╭─ SOURCE
Well defined portions of the IPv4 address space have been reserved to
support the desire to use private addresses in [RFC1918].
In IPv6, the site-local address prefix [RFC2373] is reserved for use
by those wanting to use private IPv6 addressing. Private addresses
are useful for people who wish to use IPv6 but are not connected to
the global internet.
IPv6 site local addresses can also be viewed as a way of providing
stable addresses in the face of renumbering events. A common case
occurs when 6to4 [RFC3056] is used to provide global IPv6 addresses
from a DHCP or dialup address subject to relatively frequent change.
Site-local addresses allow un-interrupted operation of services
within a site during periods when global addresses need to be changed
or are unavailable. It is expected that global addresses would be
used in simultaneously with site local addresses.
Private address ranges are in wide use today in administered networks
(e.g. corporates) and in un-administered networks (e.g. the home).
╰─
╭─ EXTRACTED INFORMATION
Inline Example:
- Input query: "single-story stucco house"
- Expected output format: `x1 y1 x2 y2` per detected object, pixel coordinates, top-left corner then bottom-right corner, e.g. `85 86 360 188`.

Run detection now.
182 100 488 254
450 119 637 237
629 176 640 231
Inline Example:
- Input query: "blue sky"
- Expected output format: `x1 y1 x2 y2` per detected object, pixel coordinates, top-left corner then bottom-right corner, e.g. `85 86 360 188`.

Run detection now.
╰─
EXERCISE BRIEF - Copy the passage on IPv6 private addressing between "Well defined portions" and "relatively frequent change.", inclusive, swapping "renumbering events" for "address changes". Nothing in the records is needed here.

SOLUTION -
Well defined portions of the IPv4 address space have been reserved to
support the desire to use private addresses in [RFC1918].
In IPv6, the site-local address prefix [RFC2373] is reserved for use
by those wanting to use private IPv6 addressing. Private addresses
are useful for people who wish to use IPv6 but are not connected to
the global internet.
IPv6 site local addresses can also be viewed as a way of providing
stable addresses in the face of address changes. A common case
occurs when 6to4 [RFC3056] is used to provide global IPv6 addresses
from a DHCP or dialup address subject to relatively frequent change.